--- start AVAILABLE DATA ---

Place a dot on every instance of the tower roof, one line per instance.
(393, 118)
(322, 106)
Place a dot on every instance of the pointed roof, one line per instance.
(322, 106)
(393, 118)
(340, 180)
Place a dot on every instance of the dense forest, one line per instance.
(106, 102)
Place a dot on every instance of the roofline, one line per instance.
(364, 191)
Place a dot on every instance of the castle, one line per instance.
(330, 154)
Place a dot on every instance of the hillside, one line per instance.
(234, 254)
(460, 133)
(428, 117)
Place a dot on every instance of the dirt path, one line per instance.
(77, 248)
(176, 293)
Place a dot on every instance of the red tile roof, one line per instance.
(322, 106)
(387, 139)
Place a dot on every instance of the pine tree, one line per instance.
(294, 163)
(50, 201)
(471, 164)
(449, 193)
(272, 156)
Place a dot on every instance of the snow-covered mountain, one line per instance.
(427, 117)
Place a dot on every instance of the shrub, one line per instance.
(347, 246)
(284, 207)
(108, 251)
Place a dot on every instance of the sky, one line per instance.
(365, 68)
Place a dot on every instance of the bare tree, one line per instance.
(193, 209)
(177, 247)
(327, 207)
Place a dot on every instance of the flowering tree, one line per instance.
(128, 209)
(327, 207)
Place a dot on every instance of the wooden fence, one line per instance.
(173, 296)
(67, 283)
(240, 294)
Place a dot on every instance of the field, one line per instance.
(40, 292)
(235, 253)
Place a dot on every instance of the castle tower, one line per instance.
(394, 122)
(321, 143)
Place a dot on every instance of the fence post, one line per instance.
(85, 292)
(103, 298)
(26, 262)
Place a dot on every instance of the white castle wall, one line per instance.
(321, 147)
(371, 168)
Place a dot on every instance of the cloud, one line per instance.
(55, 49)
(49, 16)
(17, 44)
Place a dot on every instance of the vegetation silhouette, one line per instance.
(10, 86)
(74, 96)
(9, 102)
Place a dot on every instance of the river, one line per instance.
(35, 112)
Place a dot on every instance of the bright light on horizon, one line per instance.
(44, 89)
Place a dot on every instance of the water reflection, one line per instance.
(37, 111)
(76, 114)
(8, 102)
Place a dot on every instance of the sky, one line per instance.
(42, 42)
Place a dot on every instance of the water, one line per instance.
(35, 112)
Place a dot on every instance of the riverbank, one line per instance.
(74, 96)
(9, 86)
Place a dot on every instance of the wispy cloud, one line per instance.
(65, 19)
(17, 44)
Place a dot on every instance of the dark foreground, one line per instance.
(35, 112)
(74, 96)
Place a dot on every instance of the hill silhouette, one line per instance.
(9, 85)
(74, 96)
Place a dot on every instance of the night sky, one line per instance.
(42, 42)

--- end AVAILABLE DATA ---
--- start AVAILABLE DATA ---

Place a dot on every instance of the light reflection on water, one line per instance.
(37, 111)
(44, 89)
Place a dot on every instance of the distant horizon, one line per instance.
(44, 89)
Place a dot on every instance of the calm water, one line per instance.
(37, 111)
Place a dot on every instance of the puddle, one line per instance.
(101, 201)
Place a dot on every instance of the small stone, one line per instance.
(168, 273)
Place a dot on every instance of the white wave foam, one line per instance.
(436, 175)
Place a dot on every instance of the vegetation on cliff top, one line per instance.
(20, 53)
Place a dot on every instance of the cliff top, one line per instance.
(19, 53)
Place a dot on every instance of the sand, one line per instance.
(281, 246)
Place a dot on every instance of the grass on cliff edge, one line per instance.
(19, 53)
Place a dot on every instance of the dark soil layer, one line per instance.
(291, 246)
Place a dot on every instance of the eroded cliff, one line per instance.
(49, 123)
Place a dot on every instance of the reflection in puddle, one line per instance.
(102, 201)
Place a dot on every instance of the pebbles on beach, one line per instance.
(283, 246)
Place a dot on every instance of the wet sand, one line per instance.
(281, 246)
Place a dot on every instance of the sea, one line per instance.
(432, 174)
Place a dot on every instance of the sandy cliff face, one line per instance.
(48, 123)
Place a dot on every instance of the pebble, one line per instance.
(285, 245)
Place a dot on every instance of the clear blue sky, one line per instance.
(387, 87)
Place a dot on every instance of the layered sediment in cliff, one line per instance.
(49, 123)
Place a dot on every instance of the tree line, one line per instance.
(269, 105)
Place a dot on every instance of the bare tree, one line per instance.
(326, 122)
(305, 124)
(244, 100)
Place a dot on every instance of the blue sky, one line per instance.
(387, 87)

--- end AVAILABLE DATA ---

[REQUIRED WORK]
Report how many lines in the entries above contain the word "white", with case counting. Give only the number.

[ANSWER TO THE PROBLEM]
2